# [DATA TO USE]
== Segment start ==

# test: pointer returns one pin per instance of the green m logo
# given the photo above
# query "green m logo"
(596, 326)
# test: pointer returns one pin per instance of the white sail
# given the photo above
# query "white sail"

== Segment end ==

# [EXERCISE AIM]
Would you print all of the records exactly as they were given?

# [ANSWER FOR THIS EXERCISE]
# test: pointer returns one pin per instance of the green m logo
# given the photo above
# query "green m logo"
(596, 326)
# test: pointer returns one pin per instance of the white sail
# given the photo above
# query "white sail"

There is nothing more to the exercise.